[[ GIVEN RECORDS, beginning ]]

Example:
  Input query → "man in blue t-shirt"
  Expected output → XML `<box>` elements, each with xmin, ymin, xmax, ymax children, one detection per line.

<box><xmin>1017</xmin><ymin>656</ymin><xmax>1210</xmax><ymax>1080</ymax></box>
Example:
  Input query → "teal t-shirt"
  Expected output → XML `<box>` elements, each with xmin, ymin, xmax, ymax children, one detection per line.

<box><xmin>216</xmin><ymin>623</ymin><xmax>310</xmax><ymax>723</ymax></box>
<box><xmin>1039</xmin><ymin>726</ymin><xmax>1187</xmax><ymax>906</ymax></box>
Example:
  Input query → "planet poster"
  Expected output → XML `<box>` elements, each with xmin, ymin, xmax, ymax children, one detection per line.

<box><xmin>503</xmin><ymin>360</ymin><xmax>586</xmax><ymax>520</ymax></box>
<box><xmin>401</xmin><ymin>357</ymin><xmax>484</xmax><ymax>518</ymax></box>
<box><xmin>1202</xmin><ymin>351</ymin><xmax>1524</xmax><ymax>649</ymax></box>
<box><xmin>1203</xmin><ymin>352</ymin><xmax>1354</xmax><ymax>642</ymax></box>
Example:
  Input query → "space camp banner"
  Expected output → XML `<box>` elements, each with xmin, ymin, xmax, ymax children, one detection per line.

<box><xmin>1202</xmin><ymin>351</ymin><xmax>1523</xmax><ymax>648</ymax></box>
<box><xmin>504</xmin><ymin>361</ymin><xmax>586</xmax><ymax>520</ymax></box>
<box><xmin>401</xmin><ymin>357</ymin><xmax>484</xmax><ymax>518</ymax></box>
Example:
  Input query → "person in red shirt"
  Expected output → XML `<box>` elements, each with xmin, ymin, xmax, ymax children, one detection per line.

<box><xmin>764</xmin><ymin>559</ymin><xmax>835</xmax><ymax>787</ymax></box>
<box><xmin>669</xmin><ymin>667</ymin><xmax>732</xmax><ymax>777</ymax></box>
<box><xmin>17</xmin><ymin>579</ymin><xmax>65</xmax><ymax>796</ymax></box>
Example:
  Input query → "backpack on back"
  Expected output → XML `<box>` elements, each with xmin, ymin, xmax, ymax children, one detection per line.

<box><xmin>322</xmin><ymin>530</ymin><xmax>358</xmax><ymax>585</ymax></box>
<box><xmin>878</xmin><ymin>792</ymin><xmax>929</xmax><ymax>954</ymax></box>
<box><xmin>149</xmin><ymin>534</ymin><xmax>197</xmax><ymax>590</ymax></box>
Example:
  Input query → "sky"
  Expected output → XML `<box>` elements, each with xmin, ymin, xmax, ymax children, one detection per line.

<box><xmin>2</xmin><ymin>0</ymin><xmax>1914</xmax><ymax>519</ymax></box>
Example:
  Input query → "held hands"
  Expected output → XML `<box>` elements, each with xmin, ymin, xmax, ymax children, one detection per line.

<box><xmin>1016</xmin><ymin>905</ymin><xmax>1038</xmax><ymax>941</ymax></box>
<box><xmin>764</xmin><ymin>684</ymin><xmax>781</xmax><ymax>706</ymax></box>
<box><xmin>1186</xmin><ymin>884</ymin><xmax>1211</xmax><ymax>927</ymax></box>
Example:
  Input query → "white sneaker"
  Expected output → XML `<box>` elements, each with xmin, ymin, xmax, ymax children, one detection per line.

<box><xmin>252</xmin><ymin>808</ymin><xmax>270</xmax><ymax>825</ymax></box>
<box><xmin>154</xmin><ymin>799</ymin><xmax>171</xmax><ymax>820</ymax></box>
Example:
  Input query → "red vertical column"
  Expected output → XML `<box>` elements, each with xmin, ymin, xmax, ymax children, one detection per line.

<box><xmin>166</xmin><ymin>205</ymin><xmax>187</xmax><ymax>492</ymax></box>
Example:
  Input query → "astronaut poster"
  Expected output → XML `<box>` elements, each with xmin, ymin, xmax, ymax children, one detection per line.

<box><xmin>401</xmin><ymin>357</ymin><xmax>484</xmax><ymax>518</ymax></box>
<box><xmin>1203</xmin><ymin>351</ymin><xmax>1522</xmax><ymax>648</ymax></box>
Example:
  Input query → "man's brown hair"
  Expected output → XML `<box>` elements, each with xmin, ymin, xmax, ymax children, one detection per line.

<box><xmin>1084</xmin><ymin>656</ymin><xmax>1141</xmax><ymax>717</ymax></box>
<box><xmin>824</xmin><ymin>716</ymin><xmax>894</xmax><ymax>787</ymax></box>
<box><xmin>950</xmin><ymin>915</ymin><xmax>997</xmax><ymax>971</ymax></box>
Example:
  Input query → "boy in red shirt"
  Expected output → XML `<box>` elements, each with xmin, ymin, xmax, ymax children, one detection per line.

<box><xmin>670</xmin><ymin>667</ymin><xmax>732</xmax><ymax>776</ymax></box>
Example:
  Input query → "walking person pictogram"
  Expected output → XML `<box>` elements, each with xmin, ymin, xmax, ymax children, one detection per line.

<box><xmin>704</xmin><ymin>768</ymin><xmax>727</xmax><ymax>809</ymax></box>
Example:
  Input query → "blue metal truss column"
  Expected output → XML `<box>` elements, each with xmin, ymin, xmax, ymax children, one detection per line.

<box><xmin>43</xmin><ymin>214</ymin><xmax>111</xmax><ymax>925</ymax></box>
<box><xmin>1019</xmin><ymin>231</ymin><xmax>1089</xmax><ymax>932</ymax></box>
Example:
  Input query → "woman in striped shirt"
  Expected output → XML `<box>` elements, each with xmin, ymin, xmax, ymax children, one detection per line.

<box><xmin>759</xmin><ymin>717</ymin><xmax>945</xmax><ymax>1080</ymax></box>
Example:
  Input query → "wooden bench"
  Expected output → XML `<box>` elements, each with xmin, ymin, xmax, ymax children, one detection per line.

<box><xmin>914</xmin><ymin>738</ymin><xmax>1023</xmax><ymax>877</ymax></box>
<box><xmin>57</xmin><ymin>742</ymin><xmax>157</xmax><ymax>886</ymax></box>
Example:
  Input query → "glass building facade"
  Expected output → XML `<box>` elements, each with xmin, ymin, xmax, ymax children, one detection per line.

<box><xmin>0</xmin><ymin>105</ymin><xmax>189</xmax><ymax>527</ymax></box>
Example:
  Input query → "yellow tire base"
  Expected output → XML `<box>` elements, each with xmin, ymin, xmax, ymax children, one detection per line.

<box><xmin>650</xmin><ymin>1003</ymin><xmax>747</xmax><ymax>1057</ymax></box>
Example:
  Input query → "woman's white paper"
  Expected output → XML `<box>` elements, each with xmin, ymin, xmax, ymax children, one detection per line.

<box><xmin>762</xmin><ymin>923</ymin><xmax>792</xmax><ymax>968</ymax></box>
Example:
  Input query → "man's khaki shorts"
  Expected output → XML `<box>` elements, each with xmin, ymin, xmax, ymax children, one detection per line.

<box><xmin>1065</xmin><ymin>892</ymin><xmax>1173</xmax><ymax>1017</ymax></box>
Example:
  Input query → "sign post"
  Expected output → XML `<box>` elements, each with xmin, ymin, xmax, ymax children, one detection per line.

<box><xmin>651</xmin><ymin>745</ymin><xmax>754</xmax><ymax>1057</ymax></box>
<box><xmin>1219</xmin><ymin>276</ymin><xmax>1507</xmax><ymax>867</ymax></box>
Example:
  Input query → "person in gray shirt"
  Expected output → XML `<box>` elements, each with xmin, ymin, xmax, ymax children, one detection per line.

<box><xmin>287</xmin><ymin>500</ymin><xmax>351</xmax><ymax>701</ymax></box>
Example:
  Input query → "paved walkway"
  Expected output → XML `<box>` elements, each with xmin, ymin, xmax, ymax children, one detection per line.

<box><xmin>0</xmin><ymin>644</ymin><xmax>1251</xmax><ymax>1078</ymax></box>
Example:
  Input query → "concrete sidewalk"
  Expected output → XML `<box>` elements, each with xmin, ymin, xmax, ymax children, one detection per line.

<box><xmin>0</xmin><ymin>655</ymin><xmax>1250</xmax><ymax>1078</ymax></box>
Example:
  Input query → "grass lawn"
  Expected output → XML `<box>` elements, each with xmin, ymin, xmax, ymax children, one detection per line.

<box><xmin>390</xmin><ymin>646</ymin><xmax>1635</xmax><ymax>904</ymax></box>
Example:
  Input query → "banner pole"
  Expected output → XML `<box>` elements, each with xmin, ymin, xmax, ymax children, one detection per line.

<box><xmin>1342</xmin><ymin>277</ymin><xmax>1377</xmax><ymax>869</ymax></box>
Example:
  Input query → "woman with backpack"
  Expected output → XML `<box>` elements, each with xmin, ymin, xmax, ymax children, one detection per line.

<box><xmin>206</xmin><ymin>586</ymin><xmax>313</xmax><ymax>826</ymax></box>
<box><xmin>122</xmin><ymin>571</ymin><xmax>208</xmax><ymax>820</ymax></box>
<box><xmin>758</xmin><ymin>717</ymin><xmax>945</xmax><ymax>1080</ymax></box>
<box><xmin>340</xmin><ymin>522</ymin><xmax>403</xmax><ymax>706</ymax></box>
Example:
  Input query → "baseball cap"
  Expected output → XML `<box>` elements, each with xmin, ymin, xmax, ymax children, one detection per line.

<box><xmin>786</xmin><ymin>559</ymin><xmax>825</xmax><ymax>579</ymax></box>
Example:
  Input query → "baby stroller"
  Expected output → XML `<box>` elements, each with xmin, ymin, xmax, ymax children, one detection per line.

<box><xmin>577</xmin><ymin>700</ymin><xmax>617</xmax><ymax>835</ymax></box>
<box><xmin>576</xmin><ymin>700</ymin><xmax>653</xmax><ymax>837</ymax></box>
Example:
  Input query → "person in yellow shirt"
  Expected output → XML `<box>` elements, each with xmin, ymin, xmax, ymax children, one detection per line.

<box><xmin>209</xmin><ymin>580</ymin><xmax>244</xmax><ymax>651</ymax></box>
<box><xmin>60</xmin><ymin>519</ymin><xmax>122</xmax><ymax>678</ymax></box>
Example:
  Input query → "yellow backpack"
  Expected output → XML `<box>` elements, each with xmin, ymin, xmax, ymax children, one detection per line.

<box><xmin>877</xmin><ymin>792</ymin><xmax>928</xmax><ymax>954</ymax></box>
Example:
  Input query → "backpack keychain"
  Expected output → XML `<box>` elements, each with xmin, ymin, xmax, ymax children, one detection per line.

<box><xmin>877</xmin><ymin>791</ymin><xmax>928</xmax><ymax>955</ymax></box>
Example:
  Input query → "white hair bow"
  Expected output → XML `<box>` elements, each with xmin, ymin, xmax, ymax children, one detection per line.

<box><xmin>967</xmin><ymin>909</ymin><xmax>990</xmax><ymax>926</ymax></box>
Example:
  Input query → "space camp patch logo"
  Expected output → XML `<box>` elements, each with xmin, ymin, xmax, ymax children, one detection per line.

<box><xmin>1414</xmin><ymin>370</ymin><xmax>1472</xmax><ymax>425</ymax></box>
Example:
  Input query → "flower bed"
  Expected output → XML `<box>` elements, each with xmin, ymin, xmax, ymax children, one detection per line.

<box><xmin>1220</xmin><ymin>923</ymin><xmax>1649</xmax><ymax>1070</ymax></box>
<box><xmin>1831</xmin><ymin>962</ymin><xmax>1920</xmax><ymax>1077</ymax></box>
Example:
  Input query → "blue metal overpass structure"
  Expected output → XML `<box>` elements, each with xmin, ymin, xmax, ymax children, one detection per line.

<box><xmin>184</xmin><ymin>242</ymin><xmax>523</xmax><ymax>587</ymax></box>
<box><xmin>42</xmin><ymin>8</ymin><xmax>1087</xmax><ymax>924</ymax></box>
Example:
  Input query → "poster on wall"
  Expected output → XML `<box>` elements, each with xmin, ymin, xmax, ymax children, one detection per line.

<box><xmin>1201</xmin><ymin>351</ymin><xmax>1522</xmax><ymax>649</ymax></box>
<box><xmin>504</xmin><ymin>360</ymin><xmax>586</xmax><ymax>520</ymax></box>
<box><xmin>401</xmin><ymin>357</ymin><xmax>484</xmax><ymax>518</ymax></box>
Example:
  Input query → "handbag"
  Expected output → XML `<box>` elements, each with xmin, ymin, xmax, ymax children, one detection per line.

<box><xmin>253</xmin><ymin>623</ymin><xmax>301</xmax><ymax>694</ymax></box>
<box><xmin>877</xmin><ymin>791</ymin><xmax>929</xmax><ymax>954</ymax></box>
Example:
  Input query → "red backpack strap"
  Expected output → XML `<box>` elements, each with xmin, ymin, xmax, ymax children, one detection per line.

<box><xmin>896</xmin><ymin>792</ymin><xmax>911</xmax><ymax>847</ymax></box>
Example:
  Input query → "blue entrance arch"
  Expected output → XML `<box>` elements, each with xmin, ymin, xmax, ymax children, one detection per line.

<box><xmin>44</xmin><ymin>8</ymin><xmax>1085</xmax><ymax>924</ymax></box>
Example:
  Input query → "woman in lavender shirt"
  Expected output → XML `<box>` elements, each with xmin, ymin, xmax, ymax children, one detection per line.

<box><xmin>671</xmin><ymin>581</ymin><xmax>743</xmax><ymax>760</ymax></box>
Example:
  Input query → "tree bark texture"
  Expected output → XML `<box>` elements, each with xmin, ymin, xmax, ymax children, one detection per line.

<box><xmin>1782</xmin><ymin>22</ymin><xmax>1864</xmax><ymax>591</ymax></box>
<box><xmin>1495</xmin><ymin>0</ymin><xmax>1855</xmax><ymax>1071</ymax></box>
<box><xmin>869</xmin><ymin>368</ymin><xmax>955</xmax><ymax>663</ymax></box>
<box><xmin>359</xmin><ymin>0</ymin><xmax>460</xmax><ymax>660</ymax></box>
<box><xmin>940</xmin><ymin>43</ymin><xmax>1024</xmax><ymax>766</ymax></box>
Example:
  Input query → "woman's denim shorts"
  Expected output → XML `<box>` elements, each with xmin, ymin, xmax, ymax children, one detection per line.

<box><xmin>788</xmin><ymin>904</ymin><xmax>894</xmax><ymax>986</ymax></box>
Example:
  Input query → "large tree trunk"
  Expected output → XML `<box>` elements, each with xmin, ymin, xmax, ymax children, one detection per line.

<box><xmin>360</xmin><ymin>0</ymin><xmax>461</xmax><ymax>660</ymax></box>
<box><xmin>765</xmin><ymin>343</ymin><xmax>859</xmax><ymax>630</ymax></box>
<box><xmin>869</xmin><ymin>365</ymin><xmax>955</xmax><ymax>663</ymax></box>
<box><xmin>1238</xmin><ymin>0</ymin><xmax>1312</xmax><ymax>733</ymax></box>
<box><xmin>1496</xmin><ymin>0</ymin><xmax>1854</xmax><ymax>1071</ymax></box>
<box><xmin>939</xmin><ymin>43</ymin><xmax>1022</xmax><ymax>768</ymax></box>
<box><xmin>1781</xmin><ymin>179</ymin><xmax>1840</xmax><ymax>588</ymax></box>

[[ GIVEN RECORDS, end ]]

Reproduce each line from the records that contains the word "blue".

  Input query → "man in blue t-shirt"
  Input query → "blue metal truss column"
  Input query → "blue metal overpass structure"
  Input query → "blue entrance arch"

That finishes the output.